Coordinate annotation entries:
►

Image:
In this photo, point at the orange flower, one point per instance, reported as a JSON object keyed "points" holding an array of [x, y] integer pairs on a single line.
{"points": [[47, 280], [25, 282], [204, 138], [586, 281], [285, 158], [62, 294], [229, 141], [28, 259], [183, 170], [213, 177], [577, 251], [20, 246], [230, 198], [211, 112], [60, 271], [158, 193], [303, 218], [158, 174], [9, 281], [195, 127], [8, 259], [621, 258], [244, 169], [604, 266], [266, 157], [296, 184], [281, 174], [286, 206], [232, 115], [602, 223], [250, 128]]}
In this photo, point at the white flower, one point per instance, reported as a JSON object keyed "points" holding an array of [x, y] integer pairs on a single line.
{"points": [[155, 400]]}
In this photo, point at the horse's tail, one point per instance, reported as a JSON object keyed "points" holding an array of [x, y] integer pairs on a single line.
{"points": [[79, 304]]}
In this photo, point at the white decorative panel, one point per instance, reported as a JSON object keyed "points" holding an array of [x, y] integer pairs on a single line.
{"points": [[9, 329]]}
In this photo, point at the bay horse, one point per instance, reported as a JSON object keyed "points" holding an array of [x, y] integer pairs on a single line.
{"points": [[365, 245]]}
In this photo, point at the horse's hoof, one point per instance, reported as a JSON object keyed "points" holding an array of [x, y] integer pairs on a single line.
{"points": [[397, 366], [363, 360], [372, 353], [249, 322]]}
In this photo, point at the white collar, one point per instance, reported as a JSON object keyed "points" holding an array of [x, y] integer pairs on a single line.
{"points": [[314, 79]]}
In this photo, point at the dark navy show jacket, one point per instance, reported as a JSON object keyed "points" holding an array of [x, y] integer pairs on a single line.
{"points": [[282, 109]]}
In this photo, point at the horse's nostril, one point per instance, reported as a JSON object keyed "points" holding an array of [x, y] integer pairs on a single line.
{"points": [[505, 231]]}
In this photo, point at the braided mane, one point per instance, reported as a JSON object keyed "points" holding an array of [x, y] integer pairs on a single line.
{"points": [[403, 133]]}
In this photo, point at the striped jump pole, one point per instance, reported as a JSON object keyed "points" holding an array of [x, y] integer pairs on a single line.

◄
►

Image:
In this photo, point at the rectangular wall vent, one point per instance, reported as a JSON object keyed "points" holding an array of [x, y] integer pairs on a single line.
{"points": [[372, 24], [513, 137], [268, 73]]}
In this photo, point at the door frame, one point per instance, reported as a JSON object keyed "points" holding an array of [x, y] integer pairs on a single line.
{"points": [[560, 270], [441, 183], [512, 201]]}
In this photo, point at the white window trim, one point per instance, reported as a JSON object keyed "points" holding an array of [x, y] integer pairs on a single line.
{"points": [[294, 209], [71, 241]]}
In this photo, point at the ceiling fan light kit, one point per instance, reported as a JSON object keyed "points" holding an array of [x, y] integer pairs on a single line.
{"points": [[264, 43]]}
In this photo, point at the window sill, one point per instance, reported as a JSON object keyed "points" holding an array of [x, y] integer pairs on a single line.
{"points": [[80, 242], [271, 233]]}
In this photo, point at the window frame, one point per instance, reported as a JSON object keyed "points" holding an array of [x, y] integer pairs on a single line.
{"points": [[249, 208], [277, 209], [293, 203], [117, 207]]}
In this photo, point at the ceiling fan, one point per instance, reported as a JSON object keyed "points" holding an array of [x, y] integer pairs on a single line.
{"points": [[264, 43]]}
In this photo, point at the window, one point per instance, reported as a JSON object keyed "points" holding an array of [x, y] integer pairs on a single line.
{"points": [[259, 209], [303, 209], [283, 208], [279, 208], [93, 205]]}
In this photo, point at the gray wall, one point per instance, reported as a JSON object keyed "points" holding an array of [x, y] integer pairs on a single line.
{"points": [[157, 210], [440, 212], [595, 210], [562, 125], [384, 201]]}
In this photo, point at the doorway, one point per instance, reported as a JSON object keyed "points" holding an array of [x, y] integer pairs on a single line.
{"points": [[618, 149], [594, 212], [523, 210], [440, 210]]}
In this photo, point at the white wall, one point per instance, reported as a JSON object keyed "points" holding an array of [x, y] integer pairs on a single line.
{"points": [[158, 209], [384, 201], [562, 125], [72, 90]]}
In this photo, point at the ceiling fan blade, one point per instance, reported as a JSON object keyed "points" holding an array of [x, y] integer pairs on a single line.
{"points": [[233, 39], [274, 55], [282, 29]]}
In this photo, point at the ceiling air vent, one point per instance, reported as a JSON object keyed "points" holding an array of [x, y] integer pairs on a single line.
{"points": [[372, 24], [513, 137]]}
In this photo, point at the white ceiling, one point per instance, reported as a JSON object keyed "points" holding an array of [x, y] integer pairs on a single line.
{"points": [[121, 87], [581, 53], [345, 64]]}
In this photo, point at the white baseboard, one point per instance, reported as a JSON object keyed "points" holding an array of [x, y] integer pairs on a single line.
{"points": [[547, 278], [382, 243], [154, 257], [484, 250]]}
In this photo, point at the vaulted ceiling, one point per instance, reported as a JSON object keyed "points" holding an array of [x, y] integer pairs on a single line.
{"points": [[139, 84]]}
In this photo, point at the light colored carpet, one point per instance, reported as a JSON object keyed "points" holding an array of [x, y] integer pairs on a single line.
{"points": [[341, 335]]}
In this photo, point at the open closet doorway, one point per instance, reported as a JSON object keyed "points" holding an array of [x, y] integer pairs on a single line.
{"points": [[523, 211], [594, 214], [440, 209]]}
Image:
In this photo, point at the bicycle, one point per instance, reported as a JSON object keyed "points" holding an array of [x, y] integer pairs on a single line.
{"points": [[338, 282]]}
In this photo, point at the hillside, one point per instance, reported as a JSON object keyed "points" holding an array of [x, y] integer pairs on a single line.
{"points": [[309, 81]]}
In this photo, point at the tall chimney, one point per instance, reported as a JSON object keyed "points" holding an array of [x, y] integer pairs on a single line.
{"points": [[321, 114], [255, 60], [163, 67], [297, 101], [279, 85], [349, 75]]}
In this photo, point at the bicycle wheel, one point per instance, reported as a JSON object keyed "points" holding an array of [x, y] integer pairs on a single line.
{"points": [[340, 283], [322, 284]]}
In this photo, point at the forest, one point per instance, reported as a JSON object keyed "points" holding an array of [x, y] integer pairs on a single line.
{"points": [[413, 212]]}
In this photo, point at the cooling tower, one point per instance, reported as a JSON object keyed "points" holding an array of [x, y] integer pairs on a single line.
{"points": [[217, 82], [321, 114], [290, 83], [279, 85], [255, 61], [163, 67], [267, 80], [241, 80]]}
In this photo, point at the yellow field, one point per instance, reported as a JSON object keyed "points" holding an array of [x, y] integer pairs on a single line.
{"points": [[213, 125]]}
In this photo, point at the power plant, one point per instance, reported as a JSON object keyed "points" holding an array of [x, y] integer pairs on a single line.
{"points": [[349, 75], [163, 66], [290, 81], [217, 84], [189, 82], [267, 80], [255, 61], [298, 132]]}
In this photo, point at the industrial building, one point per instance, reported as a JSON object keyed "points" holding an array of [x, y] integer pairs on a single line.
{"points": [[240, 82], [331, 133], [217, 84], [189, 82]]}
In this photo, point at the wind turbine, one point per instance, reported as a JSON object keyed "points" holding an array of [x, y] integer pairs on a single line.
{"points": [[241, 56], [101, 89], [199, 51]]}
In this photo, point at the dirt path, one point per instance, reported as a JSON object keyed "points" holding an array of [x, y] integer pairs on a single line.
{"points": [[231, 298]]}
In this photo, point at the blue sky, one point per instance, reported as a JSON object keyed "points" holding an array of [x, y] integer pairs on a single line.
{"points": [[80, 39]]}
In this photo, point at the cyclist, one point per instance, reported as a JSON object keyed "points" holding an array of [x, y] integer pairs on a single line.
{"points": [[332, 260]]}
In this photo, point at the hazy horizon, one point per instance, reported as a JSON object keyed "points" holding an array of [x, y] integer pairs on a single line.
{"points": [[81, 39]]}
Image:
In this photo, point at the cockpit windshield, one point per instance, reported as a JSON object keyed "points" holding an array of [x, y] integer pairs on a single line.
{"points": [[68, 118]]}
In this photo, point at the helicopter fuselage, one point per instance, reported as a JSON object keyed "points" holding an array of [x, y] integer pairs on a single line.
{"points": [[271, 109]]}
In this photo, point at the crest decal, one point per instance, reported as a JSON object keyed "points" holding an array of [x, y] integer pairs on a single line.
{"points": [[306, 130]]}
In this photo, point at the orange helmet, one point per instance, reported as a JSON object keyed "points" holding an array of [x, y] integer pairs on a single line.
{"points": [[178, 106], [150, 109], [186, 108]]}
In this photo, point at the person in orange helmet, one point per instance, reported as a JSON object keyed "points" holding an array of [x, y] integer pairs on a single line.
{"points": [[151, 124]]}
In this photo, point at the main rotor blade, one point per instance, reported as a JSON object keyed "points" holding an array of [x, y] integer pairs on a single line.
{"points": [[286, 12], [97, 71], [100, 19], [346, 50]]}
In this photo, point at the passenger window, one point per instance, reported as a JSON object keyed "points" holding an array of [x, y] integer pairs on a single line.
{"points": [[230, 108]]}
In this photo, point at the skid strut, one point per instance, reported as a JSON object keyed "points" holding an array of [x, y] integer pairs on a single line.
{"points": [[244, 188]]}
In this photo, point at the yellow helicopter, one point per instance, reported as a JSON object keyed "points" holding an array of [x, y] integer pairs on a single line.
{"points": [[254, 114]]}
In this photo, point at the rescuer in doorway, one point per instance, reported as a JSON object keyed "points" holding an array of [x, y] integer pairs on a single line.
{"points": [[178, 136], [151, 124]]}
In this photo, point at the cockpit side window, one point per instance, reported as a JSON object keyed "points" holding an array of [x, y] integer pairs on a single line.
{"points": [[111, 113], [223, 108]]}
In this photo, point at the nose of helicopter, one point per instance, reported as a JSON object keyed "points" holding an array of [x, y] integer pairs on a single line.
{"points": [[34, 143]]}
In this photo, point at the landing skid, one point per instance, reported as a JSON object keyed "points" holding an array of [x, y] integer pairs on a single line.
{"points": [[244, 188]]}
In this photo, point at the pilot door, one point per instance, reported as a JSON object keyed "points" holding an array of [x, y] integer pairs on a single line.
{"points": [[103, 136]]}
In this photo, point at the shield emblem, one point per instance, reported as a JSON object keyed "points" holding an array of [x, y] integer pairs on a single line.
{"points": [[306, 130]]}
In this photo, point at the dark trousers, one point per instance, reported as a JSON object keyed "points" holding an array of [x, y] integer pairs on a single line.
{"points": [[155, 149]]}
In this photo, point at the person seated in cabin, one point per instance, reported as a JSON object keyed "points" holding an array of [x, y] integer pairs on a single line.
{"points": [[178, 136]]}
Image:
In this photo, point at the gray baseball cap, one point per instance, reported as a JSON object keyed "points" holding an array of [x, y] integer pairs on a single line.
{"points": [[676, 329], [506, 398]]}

◄

How many lines in the data contain the word "yellow"? Give only the number.

2